Rent-Seeking States Always Collapse: Ethiopia Under Abiy Ahmed in Historical Context

 

Under Abiy Ahmed’s rule, taxation in Ethiopia has become increasingly punitive and extractive. Small and medium businesses face rising, unpredictable taxes, arbitrary regulations, and fees piled on fees. Ordinary citizens bear the brunt while the state channels wealth toward political priorities. Survival depends more on proximity to power than productivity. Instead of encouraging trade and growth, the system punishes those who produce, a defining trait of a rent-seeking state.

Rent seeking occurs when a government prioritizes capturing existing wealth rather than creating new value. It thrives on control, extraction, and patronage rather than economic productivity. In such a system, ordinary citizens are sources of revenue, not partners in governance. Corruption and favoritism become rational survival strategies, and businesses close not because of incompetence, but because they cannot navigate an extractive, arbitrary system.

The Abiy Ahmed government exemplifies this model. Taxes and regulations are unpredictable and often enforced punitively. Small businesses are suffocated, trade networks are weakening, and unemployment is rising. The regime diverts massive resources into vanity projects—parks, corridor developments, and “Digital Ethiopia”—which create political optics rather than jobs or sustainable economic growth. At the same time, spending on weapons and ongoing internal conflicts, including the Tigray and Amhara crises, drains capital without expanding productive capacity.

The Ethiopian government’s approach is deeply insulated from public accountability. Criticism is often met with retaliation or increased control. Policies become more coercive when challenged rather than more responsive. This is because authority does not flow from the people. Elections lack credibility, public opinion is ignored, and the state treats citizens as subjects rather than partners. Decision-making is emotional, reactive, and focused on consolidating power, not building trust.

History provides clear lessons. In the late Roman Empire, heavy taxation funded military expansion and imperial luxury. Farmers abandoned their land, cities emptied, and trade froze. Skilled labor disappeared. Instead of reforming, the state increased extraction. Economic collapse eroded loyalty, local uprisings became frequent, and the empire gradually disintegrated under the weight of internal pressure and external invasions. Extraction without legitimacy led to systemic collapse.

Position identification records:
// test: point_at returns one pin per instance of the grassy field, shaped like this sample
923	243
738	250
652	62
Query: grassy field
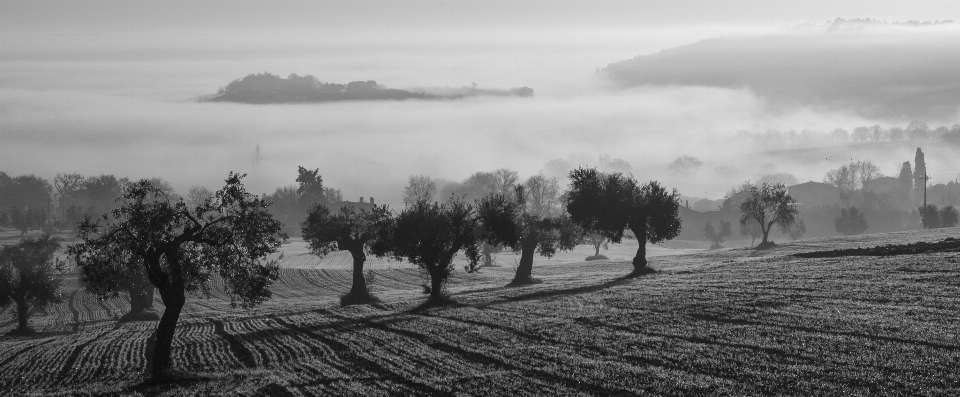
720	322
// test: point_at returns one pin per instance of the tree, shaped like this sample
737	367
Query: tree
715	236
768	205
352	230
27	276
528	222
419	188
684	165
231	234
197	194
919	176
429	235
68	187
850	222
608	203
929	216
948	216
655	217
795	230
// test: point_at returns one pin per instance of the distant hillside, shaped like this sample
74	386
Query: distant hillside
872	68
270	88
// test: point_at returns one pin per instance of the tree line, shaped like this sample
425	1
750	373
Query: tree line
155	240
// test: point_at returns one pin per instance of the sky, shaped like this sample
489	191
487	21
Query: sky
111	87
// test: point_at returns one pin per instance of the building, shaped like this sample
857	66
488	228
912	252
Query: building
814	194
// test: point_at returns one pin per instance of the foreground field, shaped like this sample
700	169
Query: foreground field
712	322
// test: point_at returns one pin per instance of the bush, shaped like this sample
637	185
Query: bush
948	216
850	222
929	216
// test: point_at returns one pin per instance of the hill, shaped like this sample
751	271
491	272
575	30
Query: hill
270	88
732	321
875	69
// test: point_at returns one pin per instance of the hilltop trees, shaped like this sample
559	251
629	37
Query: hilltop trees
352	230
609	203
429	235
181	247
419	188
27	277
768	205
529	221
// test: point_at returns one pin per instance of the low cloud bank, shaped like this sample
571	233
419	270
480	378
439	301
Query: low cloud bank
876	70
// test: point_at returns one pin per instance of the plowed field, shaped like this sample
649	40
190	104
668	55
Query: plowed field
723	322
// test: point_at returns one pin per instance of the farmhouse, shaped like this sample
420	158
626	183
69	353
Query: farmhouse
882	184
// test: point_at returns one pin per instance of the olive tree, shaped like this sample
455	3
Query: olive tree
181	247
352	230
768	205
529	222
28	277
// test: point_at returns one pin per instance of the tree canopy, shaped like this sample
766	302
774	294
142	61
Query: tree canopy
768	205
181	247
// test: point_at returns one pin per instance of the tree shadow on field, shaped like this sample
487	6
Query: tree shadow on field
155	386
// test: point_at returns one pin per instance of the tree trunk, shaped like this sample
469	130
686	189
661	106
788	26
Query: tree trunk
--
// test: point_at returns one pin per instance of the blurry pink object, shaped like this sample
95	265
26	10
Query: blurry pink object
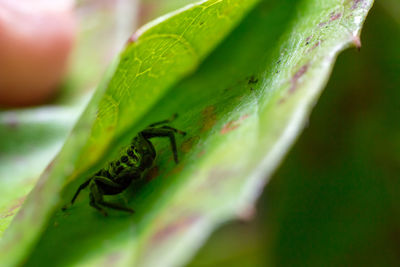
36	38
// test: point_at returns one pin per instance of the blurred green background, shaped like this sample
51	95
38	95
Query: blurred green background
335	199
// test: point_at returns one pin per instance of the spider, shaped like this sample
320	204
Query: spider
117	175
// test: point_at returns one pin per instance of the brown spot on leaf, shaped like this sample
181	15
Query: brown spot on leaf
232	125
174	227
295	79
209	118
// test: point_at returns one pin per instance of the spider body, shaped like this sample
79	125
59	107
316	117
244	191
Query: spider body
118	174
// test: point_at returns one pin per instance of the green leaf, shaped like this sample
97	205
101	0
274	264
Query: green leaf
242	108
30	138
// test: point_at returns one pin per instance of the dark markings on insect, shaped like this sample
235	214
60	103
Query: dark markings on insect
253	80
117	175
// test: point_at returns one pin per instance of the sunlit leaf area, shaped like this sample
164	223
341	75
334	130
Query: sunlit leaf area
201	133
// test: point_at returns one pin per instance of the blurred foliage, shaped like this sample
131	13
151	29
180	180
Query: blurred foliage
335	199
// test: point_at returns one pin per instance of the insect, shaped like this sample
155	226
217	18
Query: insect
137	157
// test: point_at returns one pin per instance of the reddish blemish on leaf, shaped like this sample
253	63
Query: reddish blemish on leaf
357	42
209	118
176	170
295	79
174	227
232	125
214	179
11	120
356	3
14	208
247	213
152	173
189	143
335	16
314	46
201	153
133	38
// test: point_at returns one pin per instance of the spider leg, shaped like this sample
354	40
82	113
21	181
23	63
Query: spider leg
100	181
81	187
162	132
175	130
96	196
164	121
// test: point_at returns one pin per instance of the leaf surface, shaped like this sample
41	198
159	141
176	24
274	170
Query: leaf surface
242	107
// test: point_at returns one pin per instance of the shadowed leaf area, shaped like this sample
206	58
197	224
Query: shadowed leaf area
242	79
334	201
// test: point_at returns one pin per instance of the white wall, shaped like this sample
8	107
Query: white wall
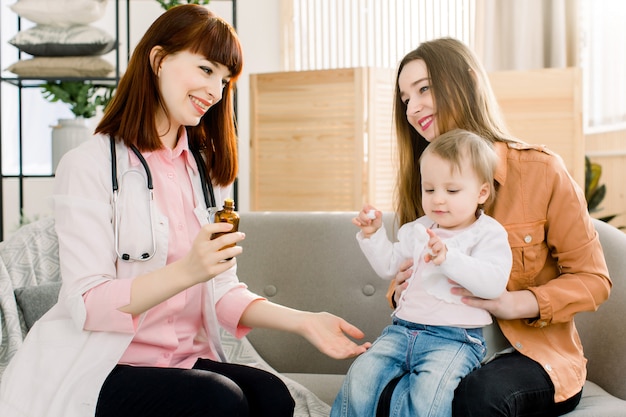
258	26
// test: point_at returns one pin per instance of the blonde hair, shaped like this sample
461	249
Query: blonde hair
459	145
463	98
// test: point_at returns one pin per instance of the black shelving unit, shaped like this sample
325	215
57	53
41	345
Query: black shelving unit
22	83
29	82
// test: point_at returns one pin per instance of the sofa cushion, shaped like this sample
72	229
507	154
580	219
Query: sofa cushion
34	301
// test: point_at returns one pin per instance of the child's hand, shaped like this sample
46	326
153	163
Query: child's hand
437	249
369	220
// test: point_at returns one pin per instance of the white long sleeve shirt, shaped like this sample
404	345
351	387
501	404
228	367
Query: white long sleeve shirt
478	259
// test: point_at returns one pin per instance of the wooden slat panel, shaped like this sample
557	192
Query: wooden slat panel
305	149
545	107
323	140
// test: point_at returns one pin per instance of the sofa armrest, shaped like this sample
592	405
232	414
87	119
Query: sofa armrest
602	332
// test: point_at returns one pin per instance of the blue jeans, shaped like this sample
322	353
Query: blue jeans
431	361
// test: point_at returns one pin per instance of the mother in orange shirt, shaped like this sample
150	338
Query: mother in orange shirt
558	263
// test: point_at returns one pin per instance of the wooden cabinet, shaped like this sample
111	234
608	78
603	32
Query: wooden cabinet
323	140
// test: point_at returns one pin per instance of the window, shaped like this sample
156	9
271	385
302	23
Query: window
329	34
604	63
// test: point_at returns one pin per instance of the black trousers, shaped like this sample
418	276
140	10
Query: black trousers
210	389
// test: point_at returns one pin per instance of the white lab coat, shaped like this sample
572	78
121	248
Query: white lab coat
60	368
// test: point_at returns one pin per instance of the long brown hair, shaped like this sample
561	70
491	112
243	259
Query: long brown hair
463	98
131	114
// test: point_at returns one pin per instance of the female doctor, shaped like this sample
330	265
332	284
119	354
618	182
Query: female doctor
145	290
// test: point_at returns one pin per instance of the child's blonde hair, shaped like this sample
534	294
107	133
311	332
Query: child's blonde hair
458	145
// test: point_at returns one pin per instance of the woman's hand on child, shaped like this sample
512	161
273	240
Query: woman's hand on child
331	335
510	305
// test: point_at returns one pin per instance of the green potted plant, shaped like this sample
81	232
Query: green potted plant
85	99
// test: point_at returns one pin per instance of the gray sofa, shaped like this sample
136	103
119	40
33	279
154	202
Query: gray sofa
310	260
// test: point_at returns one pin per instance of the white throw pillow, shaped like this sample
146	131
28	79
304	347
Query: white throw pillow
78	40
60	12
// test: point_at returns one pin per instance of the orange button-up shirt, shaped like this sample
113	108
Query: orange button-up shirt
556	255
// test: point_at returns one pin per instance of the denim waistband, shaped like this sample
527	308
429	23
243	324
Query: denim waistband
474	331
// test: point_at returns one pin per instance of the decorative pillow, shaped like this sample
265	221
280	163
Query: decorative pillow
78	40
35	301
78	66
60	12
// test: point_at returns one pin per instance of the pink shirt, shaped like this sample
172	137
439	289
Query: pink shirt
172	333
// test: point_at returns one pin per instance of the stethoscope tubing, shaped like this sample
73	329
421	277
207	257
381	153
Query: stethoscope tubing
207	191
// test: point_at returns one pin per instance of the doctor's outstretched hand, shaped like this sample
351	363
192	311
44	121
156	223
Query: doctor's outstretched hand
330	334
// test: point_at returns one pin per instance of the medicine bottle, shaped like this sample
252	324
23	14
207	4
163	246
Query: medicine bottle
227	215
==
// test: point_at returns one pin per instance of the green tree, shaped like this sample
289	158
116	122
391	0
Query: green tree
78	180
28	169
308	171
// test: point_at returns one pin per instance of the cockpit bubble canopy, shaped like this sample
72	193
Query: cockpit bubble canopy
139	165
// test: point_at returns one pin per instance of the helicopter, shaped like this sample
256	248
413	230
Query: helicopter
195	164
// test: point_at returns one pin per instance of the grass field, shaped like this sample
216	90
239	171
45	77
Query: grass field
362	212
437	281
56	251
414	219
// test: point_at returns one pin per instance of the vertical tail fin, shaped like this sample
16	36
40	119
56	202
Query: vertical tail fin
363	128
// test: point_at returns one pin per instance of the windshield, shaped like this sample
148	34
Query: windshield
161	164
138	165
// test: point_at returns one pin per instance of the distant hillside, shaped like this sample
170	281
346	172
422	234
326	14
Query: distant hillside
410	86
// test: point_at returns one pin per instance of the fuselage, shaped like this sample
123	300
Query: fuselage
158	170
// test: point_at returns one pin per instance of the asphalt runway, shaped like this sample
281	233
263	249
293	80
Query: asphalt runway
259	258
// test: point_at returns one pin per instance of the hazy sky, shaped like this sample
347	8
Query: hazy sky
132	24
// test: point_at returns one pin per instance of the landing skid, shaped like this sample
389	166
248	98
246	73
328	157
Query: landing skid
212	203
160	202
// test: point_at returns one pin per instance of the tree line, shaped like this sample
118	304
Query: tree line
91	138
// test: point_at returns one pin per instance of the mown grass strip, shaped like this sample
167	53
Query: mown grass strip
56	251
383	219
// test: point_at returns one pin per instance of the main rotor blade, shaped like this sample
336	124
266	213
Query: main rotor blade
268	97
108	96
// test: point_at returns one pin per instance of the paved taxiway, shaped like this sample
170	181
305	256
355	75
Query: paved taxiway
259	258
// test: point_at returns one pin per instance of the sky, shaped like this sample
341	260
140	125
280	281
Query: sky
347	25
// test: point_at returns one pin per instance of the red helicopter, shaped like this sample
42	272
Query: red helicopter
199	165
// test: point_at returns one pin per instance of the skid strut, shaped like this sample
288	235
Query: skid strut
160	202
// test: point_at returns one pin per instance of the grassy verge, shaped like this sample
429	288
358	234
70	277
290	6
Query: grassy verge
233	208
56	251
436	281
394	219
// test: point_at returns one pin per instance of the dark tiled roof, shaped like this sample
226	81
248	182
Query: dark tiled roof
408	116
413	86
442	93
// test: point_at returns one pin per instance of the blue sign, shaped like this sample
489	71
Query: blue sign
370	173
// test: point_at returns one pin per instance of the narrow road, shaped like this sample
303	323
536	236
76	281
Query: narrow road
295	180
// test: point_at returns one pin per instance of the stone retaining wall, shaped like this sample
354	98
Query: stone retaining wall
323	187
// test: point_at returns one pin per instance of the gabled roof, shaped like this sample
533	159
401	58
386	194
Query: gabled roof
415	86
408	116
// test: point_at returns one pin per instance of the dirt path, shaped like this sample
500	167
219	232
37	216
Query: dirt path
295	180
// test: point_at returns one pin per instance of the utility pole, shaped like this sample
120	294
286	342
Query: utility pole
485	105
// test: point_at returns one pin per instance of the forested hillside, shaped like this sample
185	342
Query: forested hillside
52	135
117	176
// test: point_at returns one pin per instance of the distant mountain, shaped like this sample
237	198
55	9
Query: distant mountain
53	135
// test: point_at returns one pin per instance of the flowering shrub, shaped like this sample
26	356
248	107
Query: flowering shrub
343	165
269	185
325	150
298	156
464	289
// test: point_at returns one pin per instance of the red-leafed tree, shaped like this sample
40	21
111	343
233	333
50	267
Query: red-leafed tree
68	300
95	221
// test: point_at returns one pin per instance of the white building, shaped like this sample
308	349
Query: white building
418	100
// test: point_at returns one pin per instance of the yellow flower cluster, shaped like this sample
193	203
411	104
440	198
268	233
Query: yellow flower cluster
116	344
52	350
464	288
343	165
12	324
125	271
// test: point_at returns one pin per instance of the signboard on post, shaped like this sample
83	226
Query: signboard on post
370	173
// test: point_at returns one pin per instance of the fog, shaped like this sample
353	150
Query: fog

▶ TASK 1: Gather every line of the rows that contains the string "sleeve".
▶ TASK 2: Extend the essay on rent-seeking states and Ethiopia, picking up after its final sentence.
The essay on rent-seeking states and the rows have no connection to each other.

▶ EXERCISE OUTPUT 1:
// test: point_at returns one pin per instance of the white long sleeve shirt, shaped like this sample
Query: white long sleeve shirt

▶ EXERCISE OUTPUT 2:
Pre-revolutionary France provides another example. The monarchy overtaxed peasants and urban workers while protecting the elite from fiscal burdens. Bread prices soared, unemployment rose, and trade stagnated. Frustration and economic despair culminated in uprisings that overthrew the monarchy violently. The state’s survival depended not on consent but coercion, and once the public could no longer endure the pressure, the regime fell. The lesson is clear: when people can no longer survive under rent-seeking authority, revolt is inevitable.

Ethiopia today mirrors these patterns. Trade is contracting as businesses close under tax pressure and regulatory uncertainty. Unemployment is rising, especially among youth, while the state continues to extract wealth for political priorities and vanity projects. The regime has shown repeatedly that public opinion and constructive criticism are met with repression or further punitive measures. Like Rome and France, the authority of the state is not derived from popular consent, making it brittle and reactive.

When trade fails and unemployment grows, the stage is set for social unrest. History shows that rent-seeking governments rarely survive once economic and social pressures converge. Uprisings and protests are not distant threats—they are natural consequences of policies that crush productivity and ignore the population. Coercion may delay the inevitable, but it cannot prevent it. Systems built on extraction and repression implode from within.

The Abiy Ahmed regime’s path appears to be repeating history. Rome collapsed because farmers fled and trade froze under excessive taxation and extraction. France fell because economic desperation fueled revolution. Ethiopia risks a similar fate: overtaxed citizens, destroyed businesses, rising unemployment, and a government insulated from legitimacy cannot produce long-term stability. Rent-seeking states may survive briefly, but history shows their collapse is ultimately unavoidable.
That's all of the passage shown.